"""

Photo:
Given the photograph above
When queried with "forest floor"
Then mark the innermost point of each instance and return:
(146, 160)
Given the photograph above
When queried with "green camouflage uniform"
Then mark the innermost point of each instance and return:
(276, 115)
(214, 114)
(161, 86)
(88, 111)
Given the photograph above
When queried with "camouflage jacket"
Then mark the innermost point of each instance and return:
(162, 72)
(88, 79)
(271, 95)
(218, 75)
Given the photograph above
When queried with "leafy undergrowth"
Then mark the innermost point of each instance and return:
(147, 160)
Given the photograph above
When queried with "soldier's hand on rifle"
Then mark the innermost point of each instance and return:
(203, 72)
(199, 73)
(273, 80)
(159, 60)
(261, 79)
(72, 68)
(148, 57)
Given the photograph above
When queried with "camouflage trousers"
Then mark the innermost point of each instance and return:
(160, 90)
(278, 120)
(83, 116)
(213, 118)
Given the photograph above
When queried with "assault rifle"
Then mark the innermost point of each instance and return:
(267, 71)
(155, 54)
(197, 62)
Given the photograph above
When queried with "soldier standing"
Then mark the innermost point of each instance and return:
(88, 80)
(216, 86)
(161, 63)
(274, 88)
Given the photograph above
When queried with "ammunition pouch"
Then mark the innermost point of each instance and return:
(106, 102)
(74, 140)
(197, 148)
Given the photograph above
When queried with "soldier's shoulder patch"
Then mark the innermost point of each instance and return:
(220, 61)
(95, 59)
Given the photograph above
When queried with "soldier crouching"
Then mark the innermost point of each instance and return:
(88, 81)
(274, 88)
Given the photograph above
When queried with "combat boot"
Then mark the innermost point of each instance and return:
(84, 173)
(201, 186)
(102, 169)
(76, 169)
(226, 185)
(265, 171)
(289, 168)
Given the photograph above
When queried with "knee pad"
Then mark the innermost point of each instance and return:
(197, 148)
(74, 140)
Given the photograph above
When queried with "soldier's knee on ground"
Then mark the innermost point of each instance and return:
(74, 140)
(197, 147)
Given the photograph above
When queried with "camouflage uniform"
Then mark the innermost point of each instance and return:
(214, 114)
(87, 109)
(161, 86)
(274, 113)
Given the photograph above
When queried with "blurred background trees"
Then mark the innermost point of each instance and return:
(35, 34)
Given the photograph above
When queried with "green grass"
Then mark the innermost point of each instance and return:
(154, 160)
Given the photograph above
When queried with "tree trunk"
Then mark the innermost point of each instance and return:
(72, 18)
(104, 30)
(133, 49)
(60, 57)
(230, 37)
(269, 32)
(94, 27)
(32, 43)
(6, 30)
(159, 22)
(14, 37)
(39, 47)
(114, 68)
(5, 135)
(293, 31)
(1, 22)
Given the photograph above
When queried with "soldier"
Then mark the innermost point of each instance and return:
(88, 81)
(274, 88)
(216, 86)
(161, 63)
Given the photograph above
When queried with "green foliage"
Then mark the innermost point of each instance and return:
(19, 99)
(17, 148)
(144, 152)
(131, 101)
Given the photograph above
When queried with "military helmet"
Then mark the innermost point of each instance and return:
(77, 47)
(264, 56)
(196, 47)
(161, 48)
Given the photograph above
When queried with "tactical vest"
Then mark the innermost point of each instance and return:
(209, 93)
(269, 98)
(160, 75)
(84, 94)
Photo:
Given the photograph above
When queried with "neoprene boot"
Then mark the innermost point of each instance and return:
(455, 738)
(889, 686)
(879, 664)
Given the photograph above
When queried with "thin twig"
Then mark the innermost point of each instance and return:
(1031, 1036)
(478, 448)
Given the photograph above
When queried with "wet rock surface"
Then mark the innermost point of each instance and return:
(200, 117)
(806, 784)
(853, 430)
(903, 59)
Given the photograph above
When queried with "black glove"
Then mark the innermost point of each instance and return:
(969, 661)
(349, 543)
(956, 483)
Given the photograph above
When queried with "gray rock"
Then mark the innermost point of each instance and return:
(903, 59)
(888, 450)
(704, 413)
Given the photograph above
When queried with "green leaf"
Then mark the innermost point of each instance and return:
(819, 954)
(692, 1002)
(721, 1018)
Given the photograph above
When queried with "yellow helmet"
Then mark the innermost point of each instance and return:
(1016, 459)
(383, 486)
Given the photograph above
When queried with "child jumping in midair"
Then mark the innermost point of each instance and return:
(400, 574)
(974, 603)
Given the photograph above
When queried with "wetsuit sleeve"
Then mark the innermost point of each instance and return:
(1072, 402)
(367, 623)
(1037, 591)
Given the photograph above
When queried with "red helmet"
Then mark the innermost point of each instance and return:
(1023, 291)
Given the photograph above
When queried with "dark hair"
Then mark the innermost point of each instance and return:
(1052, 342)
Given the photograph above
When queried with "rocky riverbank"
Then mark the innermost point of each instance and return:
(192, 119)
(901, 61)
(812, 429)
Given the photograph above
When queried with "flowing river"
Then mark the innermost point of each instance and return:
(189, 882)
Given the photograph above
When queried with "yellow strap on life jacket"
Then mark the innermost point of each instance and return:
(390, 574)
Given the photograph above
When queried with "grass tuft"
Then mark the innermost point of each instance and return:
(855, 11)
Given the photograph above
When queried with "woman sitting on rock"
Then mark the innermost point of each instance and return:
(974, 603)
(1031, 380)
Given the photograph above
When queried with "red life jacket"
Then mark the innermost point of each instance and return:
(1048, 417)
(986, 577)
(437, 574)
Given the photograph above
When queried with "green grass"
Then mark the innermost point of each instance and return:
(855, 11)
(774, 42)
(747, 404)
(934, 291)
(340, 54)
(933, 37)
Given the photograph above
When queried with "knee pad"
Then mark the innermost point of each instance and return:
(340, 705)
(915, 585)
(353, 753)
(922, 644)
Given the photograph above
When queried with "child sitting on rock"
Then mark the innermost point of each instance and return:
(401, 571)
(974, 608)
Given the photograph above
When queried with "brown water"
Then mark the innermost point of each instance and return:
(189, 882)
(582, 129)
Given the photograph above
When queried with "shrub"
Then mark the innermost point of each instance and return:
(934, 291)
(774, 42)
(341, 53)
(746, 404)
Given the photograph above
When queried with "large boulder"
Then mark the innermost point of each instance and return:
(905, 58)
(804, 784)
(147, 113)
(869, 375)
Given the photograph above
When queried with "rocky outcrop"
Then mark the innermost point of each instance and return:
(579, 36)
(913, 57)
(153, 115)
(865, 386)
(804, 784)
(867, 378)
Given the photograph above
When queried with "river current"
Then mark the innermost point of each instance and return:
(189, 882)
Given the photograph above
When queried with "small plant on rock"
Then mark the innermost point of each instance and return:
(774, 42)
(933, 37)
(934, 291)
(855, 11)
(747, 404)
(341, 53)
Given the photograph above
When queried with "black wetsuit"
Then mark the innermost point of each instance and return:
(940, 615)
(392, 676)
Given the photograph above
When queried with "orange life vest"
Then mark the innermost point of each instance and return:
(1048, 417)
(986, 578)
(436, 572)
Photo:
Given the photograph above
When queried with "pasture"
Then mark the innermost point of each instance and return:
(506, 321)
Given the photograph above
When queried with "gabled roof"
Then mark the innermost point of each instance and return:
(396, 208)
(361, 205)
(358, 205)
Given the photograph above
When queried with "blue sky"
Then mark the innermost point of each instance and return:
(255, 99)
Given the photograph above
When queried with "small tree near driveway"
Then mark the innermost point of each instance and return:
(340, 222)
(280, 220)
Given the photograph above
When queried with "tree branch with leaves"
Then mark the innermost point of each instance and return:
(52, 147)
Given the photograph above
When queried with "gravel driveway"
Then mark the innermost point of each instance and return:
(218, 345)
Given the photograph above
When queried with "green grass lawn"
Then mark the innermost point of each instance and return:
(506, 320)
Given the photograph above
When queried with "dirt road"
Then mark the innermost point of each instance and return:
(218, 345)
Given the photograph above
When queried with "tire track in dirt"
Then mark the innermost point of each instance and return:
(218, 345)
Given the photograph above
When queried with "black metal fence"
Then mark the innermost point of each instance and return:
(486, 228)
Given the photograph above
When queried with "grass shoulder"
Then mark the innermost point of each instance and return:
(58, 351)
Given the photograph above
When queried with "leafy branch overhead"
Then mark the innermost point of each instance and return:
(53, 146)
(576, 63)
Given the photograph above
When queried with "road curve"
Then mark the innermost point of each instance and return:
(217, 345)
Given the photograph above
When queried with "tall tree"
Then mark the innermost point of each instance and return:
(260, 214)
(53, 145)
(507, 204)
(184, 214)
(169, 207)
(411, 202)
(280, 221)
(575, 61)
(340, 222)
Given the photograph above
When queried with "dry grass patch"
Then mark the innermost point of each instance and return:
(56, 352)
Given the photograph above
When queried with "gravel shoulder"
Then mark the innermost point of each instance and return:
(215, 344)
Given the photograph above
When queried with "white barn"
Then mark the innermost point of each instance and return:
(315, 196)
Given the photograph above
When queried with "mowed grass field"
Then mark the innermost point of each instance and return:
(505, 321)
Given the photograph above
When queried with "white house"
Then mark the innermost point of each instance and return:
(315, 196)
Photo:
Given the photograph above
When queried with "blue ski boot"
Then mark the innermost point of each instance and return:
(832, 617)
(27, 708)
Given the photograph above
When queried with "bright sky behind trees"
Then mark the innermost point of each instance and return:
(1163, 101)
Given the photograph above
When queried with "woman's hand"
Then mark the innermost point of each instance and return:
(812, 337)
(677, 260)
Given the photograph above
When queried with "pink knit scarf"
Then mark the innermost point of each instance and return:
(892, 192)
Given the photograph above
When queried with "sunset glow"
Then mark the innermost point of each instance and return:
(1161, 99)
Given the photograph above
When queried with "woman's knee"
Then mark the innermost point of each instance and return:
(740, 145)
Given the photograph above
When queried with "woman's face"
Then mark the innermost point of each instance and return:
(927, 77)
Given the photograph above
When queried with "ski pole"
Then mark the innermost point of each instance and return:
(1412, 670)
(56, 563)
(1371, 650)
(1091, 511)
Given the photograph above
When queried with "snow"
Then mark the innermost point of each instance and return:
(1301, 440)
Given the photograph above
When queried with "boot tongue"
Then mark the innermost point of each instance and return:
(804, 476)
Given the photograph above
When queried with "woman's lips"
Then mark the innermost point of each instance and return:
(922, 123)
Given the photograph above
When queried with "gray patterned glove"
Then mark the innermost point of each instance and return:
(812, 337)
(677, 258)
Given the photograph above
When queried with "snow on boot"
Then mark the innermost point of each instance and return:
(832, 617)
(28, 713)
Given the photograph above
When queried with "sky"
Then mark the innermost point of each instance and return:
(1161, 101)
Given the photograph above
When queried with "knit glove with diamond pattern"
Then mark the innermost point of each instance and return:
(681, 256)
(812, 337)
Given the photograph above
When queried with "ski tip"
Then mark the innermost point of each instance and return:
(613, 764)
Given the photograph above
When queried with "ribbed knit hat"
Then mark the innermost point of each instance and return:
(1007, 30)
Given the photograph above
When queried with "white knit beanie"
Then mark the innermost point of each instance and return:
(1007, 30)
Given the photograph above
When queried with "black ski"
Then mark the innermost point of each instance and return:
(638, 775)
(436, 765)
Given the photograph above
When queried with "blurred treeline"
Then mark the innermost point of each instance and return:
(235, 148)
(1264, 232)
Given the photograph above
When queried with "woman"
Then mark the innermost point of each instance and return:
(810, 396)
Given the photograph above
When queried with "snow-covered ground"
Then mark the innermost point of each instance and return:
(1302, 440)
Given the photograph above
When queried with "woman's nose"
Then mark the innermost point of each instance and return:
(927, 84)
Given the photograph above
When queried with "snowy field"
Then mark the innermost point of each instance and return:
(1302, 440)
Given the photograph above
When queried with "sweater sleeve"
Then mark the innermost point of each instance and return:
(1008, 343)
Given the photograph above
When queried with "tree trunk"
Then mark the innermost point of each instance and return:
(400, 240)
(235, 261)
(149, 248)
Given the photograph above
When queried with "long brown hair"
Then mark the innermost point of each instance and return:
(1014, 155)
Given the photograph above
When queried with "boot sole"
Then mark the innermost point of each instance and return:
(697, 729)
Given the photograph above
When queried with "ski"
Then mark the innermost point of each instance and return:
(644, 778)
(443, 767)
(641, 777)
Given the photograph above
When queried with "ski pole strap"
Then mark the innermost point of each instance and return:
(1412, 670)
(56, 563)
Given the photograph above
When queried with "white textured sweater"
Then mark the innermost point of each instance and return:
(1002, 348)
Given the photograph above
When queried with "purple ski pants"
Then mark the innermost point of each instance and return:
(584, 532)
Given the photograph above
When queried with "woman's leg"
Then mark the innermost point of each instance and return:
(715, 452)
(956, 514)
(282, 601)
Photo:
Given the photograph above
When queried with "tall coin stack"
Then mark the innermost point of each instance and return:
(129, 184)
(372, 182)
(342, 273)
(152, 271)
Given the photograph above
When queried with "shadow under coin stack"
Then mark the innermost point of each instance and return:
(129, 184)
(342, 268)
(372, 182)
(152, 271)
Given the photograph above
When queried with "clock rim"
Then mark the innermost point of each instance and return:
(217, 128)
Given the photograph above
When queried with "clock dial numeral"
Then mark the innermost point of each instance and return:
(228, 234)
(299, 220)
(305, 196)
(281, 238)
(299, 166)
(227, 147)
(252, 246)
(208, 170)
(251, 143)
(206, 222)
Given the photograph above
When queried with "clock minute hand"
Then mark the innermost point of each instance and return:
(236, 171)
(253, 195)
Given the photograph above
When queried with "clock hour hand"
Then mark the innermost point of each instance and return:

"""

_The problem_
State how many of the lines above contain the string "black", treating uppercase and lowercase as different. Give only the number.

_Reply to the task_
4